Listing →
══════════════════════════════

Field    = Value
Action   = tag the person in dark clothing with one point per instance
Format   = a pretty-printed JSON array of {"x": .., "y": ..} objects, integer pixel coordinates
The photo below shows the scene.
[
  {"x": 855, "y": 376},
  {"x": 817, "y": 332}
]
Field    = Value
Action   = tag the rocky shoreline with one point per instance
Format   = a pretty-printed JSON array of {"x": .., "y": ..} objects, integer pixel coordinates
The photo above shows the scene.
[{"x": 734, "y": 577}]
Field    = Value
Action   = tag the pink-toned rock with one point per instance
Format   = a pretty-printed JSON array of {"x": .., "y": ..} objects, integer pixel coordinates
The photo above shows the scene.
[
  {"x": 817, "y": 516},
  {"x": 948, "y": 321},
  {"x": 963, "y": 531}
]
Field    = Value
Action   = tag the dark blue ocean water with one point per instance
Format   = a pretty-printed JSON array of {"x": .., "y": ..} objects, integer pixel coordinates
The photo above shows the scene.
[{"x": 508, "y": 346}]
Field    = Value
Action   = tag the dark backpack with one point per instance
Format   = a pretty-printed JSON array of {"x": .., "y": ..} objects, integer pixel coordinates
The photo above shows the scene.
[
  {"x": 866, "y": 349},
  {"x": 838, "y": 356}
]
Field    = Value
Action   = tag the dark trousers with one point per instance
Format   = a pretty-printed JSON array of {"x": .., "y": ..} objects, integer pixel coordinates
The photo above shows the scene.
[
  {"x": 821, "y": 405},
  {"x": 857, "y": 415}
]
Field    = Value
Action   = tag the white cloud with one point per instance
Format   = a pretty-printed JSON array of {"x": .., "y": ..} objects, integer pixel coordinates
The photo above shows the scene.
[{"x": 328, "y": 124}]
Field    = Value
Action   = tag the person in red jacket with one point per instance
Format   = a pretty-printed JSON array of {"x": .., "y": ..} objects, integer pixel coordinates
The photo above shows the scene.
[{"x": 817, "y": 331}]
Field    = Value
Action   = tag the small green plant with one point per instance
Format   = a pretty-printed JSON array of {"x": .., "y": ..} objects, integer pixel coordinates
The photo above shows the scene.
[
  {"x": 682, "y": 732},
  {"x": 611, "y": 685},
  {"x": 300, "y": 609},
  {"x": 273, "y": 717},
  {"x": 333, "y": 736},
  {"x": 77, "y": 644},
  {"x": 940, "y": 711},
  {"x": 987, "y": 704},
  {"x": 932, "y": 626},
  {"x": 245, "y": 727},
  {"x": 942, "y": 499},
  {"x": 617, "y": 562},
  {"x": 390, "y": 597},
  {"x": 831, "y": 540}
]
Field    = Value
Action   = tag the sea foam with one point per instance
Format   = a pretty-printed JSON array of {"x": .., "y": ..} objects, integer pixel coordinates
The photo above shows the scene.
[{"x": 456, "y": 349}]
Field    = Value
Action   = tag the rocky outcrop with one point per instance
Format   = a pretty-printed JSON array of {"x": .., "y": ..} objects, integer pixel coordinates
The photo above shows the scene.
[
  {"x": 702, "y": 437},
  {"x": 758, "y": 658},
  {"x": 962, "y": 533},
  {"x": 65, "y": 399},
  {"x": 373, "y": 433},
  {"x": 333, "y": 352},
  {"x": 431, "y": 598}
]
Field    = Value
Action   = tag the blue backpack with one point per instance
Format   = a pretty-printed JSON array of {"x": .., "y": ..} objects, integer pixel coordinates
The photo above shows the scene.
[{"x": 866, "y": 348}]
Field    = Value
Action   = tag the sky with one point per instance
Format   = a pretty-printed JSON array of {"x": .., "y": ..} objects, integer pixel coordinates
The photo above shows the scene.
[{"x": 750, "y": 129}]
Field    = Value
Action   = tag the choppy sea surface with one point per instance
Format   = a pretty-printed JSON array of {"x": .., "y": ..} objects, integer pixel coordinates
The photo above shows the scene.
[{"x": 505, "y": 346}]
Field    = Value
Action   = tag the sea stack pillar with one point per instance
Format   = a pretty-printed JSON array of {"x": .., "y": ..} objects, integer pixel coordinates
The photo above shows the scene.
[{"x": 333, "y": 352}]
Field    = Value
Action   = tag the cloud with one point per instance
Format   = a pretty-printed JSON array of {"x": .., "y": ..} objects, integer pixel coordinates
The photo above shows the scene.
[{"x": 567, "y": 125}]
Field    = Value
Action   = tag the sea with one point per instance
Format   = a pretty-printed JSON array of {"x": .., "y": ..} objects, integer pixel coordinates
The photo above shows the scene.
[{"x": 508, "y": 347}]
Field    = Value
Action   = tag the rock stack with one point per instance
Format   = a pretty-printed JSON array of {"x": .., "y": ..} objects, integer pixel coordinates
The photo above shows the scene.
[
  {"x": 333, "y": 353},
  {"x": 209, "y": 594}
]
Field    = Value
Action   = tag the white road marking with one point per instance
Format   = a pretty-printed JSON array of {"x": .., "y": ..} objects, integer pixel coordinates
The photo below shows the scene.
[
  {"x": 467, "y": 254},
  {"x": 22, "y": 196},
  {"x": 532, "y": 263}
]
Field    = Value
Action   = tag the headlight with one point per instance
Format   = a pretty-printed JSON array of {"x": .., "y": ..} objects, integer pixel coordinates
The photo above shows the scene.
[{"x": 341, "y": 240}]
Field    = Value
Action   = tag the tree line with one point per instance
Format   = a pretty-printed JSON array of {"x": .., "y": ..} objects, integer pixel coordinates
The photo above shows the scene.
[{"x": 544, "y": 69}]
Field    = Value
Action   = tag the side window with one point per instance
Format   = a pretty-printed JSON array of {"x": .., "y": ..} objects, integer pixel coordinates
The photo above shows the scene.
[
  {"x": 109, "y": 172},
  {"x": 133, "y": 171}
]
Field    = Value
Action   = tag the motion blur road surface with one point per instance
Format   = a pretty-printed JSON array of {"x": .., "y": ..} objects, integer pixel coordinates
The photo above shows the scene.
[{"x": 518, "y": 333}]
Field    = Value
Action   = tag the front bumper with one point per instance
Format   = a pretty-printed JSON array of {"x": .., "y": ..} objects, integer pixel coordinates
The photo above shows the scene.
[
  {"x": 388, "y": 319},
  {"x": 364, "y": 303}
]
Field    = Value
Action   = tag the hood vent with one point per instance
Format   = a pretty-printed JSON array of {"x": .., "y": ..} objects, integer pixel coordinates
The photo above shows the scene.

══════════════════════════════

To do →
Reproduce the entries above in full by retyping them exactly.

Exercise result →
Field    = Value
Action   = tag the person in dark clothing with one point per instance
Format   = a pretty-printed JSON array of {"x": .., "y": ..} objects, integer pixel coordinates
The photo below shows the scene.
[
  {"x": 855, "y": 376},
  {"x": 817, "y": 332}
]
Field    = Value
Action   = tag the rocky shoreline with one point per instance
Format   = a pretty-printed JSON array of {"x": .., "y": ..} objects, integer pixel coordinates
The photo above shows the scene.
[{"x": 734, "y": 577}]
Field    = Value
Action   = tag the pink-toned rock with one point per instance
Format   = a pretty-printed JSON array of {"x": .., "y": ..} objects, integer pixel coordinates
The photo above shows the scene.
[
  {"x": 817, "y": 516},
  {"x": 948, "y": 321},
  {"x": 963, "y": 531}
]
Field    = Value
Action   = tag the dark blue ocean water with one point per instance
Format   = a pretty-printed JSON array of {"x": .., "y": ..} objects, integer pixel coordinates
The photo above shows the scene.
[{"x": 508, "y": 346}]
Field    = Value
Action   = tag the dark backpack with one point per instance
Format   = a pretty-printed JSON array of {"x": .., "y": ..} objects, integer pixel coordinates
The photo above shows the scene.
[
  {"x": 866, "y": 349},
  {"x": 838, "y": 356}
]
Field    = Value
Action   = tag the dark trousers with one point per instance
Format   = a pretty-printed JSON array of {"x": .., "y": ..} objects, integer pixel coordinates
The photo above shows the scene.
[
  {"x": 821, "y": 405},
  {"x": 857, "y": 415}
]
Field    = Value
Action   = tag the white cloud with one point per instance
Format   = a pretty-printed JSON array of {"x": .., "y": ..} objects, integer pixel coordinates
The photo above shows the scene.
[{"x": 328, "y": 124}]
Field    = Value
Action   = tag the person in red jacket with one point per instance
Format   = a pretty-printed JSON array of {"x": .., "y": ..} objects, integer pixel coordinates
The photo above shows the scene.
[{"x": 817, "y": 331}]
Field    = Value
Action   = tag the small green plant with one point per instance
Format   = a pretty-printed JSON array of {"x": .., "y": ..} objects, integer pixel coordinates
The photo above shows the scene.
[
  {"x": 682, "y": 732},
  {"x": 611, "y": 685},
  {"x": 300, "y": 609},
  {"x": 273, "y": 717},
  {"x": 333, "y": 736},
  {"x": 77, "y": 644},
  {"x": 940, "y": 711},
  {"x": 987, "y": 704},
  {"x": 932, "y": 626},
  {"x": 245, "y": 727},
  {"x": 942, "y": 499},
  {"x": 617, "y": 562},
  {"x": 390, "y": 597},
  {"x": 831, "y": 540}
]
Field    = Value
Action   = tag the sea foam with one point per instance
Format   = a pretty-printed JSON array of {"x": .., "y": ..} objects, integer pixel coordinates
The photo above shows the scene.
[{"x": 456, "y": 349}]
Field    = Value
Action   = tag the rocky outcrop with one point per instance
Format   = a pretty-printed JSON array of {"x": .., "y": ..} objects, integer pixel coordinates
The photo above shows the scene.
[
  {"x": 702, "y": 437},
  {"x": 758, "y": 658},
  {"x": 962, "y": 533},
  {"x": 65, "y": 399},
  {"x": 373, "y": 433},
  {"x": 333, "y": 352},
  {"x": 431, "y": 598}
]
Field    = Value
Action   = tag the blue backpack with one point per instance
Format   = a pretty-printed JSON array of {"x": .., "y": ..} objects, integer pixel coordinates
The photo above shows the scene.
[{"x": 866, "y": 348}]
Field    = Value
Action   = tag the sky with one point per instance
Format   = a pretty-printed JSON array of {"x": .., "y": ..} objects, integer pixel coordinates
The photo above shows the scene.
[{"x": 750, "y": 129}]
Field    = Value
Action   = tag the choppy sea surface with one point per instance
Format   = a pretty-printed JSON array of {"x": .., "y": ..} objects, integer pixel coordinates
The photo above shows the scene.
[{"x": 505, "y": 346}]
Field    = Value
Action   = tag the sea stack pillar with one point per instance
Format   = a pretty-printed JSON array of {"x": .., "y": ..} objects, integer pixel coordinates
The photo above shows the scene.
[{"x": 333, "y": 352}]
Field    = Value
Action   = tag the cloud with one point per instance
Format   = a pretty-printed JSON array of {"x": .., "y": ..} objects, integer pixel coordinates
The photo above shows the scene.
[{"x": 567, "y": 125}]
Field    = Value
Action   = tag the sea with one point per instance
Format   = a pretty-printed JSON array of {"x": .., "y": ..} objects, integer pixel coordinates
The photo above shows the scene.
[{"x": 508, "y": 347}]
Field    = Value
Action   = tag the rock stack with one point per instance
Format   = a pretty-printed JSON array of {"x": .., "y": ..} objects, integer pixel coordinates
The photo above shows the scene.
[
  {"x": 333, "y": 353},
  {"x": 209, "y": 594}
]
Field    = Value
Action   = tag the white road marking with one point per instance
Format   = a pretty-printed JSON array of {"x": .., "y": ..} objects, integer pixel coordinates
The photo below shows the scene.
[
  {"x": 467, "y": 254},
  {"x": 22, "y": 196},
  {"x": 532, "y": 263}
]
Field    = Value
Action   = tag the headlight with one point per instance
Format   = a pretty-printed JSON array of {"x": .., "y": ..} objects, integer pixel coordinates
The photo above shows the scene.
[{"x": 341, "y": 240}]
Field    = Value
Action   = tag the tree line with one point per instance
Format   = a pretty-printed JSON array of {"x": .., "y": ..} objects, integer pixel coordinates
The photo above shows the scene.
[{"x": 544, "y": 69}]
Field    = Value
Action   = tag the side window with one point per instance
Format   = a pretty-printed JSON array of {"x": .., "y": ..} objects, integer pixel coordinates
The photo above shows the scene.
[
  {"x": 109, "y": 172},
  {"x": 133, "y": 171}
]
Field    = Value
Action   = tag the motion blur road surface with one point per instance
Format   = a pretty-printed JSON array of {"x": .., "y": ..} objects, integer pixel coordinates
The photo above shows the scene.
[{"x": 518, "y": 333}]
Field    = Value
Action   = tag the front bumper with one point per instance
Format   = a pretty-printed JSON array of {"x": .., "y": ..} objects, integer pixel coordinates
The photo above shows the scene.
[
  {"x": 388, "y": 319},
  {"x": 364, "y": 303}
]
Field    = Value
Action   = tag the hood vent with one point per instance
Format   = a pretty-printed JSON array of {"x": .., "y": ..} objects, integer pixel coordinates
The photo above shows the scene.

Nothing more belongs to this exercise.